Point annotation data:
--------

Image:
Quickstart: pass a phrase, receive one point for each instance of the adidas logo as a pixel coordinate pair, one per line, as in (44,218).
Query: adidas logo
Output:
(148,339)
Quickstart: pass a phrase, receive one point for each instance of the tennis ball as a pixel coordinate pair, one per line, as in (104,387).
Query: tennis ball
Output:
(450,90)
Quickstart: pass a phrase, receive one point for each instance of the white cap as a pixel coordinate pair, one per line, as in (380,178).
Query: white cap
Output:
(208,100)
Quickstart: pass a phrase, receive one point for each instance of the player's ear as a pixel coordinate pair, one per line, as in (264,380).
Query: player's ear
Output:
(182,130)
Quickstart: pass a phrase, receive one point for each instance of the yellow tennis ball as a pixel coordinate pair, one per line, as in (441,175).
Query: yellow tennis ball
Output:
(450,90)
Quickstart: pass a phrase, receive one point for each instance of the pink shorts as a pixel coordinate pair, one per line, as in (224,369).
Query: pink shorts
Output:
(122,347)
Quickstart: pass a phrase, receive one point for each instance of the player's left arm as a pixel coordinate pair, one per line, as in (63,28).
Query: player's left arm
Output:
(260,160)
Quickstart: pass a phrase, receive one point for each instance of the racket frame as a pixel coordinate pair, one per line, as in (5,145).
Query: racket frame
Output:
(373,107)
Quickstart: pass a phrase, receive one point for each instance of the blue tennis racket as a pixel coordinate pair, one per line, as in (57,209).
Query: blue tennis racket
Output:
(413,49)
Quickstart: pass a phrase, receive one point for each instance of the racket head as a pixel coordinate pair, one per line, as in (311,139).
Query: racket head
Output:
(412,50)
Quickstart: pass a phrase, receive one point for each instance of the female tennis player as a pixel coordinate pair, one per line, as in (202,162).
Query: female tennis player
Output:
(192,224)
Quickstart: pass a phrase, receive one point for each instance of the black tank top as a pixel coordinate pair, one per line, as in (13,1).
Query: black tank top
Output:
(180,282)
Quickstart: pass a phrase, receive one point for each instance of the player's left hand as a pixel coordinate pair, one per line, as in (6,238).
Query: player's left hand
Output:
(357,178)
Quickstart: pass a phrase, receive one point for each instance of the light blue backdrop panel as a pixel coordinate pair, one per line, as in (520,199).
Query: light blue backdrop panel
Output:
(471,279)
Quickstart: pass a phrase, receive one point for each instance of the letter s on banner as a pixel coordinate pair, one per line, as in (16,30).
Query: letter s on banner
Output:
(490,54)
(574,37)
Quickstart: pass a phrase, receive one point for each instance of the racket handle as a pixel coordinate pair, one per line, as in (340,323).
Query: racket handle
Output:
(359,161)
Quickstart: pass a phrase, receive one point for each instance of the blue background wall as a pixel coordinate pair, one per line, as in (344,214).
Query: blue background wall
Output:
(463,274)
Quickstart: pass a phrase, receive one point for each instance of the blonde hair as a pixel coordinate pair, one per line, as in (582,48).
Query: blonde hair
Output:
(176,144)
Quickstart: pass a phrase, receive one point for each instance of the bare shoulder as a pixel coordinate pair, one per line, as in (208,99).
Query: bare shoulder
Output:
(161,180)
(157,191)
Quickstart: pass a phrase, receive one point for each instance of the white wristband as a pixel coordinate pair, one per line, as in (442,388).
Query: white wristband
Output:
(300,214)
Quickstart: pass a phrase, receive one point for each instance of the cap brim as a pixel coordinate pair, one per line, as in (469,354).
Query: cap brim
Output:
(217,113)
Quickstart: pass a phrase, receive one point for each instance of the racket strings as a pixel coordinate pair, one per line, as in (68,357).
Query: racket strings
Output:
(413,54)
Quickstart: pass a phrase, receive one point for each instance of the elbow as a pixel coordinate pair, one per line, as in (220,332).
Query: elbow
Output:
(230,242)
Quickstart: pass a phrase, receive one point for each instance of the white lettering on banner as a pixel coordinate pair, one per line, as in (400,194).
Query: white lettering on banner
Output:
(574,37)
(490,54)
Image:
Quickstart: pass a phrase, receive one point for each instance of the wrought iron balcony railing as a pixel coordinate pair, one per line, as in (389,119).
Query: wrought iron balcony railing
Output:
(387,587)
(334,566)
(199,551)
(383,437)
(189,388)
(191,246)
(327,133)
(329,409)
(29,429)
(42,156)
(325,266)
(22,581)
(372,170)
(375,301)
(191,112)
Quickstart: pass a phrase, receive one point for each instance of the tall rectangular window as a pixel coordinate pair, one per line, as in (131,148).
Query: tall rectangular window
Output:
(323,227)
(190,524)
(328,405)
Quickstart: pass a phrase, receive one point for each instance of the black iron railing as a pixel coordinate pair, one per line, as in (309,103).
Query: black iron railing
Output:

--------

### [GIVEN INSTRUCTION]
Update the records by replacing every "Query" with "Prompt" and leaving everything else unchanged.

### [ANSWER BELOW]
Image:
Quickstart: pass a phrase, receive one point for each instance of the adidas logo as a pixel coordinate pair, one per line, as in (44,218).
Prompt: adidas logo
Output:
(148,339)
Quickstart: pass a phrase, receive one point for each instance of the tennis ball as a pixel coordinate pair, one per line, as in (104,387).
Prompt: tennis ball
Output:
(450,90)
Quickstart: pass a phrase, receive one point for each instance of the white cap as a pixel coordinate pair, one per line, as in (380,178).
Prompt: white cap
Output:
(208,100)
Quickstart: pass a phrase, receive one point for each instance of the player's ear as a pixel coordinate pair, one per line, as in (264,380).
Prompt: player's ear
Output:
(182,130)
Quickstart: pass a phrase, receive one point for each instance of the yellow tennis ball as a pixel coordinate pair, one per line, as in (441,175).
Prompt: yellow tennis ball
Output:
(450,90)
Quickstart: pass a phrase, receive one point for each instance of the pink shorts as a pixel coordinate pair, one per line, as in (224,369).
Prompt: pink shorts
Output:
(122,347)
Quickstart: pass a phrase, receive one point for each instance of the player's left arm as a pixel coordinate pair, one per line, as in (63,28).
Prompt: player's left arm
Output:
(260,160)
Quickstart: pass a phrase, receive one point for each instance of the racket frame as a pixel coordinate pair, one per line, as in (5,145).
Prompt: racket frame
Output:
(373,107)
Quickstart: pass a phrase, receive one point for each instance of the blue tennis racket as a pixel coordinate pair, one per line, as in (57,209).
Prompt: blue tennis racket
Output:
(413,49)
Quickstart: pass a phrase, receive one point for each instance of the racket head as a pixel coordinate pair, one per line, as in (311,139).
Prompt: racket head
Output:
(412,50)
Quickstart: pass a phrase, receive one point for each instance of the female tennis player as a pixel coordinate pair, one per line, as in (202,162).
Prompt: female tennis player
Output:
(192,224)
Quickstart: pass a phrase, receive one point for each instance of the black tank top as a pixel coordinate pair, one per line, as in (13,1).
Prompt: black tank top
Output:
(180,282)
Quickstart: pass a phrase, receive one point for each instance of the player's left hand as a pixel coordinate pair, one per line, as in (6,238).
Prompt: player's left hand
Output:
(357,178)
Quickstart: pass a phrase, receive one point for each instance of the light blue backdrop panel as a pixel coordinate pair, one per line, as in (520,199).
Prompt: light blue backdrop panel
Output:
(471,279)
Quickstart: pass a phrase, receive one point for each instance of the letter s on banner as a pixel coordinate pair, one per line, as in (16,30).
Prompt: letter s on banner
Output:
(490,54)
(574,37)
Quickstart: pass a phrase, receive one point for each instance of the racket handle as a pixel coordinate pair, one per line, as in (340,323).
Prompt: racket handle
Output:
(359,161)
Quickstart: pass a phrase, receive one point for each instance of the blue background wall as a pixel coordinate pair, one per line, as in (344,214).
Prompt: blue background wall
Output:
(463,274)
Quickstart: pass a phrase, receive one point for each instance of the blonde hair as a pixel coordinate pair, one per line, as in (582,48).
Prompt: blonde hair
Output:
(176,144)
Quickstart: pass a phrase, receive one point for each instance of the bare shoulder as a pixel coordinate pair, one per line, as in (208,99).
Prompt: bare shoulder
Output:
(161,180)
(157,191)
Quickstart: pass a phrase, receive one point for each instance of the white wristband as a pixel coordinate pair, one per line, as in (442,388).
Prompt: white wristband
Output:
(300,214)
Quickstart: pass a phrase, receive one point for each instance of the cap brim as a pixel coordinate pair, one per line, as in (469,354).
Prompt: cap brim
Output:
(217,113)
Quickstart: pass a phrase, receive one point for each instance of the racket strings as a pixel coordinate pair, one per line, as in (68,357).
Prompt: racket strings
Output:
(413,54)
Quickstart: pass a phrase, receive one point for each instance of the elbow as a pixel coordinate pair, one per line, as in (220,332).
Prompt: elbow
Output:
(230,242)
Quickstart: pass a phrase, receive one point for each instance of the white lettering on banner as a pixel coordinate pair, one per line, as in (400,194).
Prompt: white lettering on banner
Output:
(574,37)
(490,54)
Image:
Quickstart: pass a phrase, receive one point for each instance of the wrought iron balcony railing as a pixel coordinate pair, one per line, as in (389,119).
Prompt: wrought iron balcony railing
Output:
(387,587)
(334,566)
(199,551)
(383,437)
(189,388)
(191,246)
(327,133)
(329,409)
(29,429)
(42,156)
(325,266)
(22,581)
(372,170)
(375,301)
(191,112)
Quickstart: pass a phrase, receive one point for each instance of the tall rectangular window as a pixel coordinate pair, one per line, as in (131,148).
Prompt: tall rectangular window
Output:
(323,227)
(190,524)
(328,405)
Quickstart: pass a phrase, receive one point for each instance of the black iron railing as a pixel coordinate pair, one per line, as in (309,103).
Prompt: black iron railing
Output:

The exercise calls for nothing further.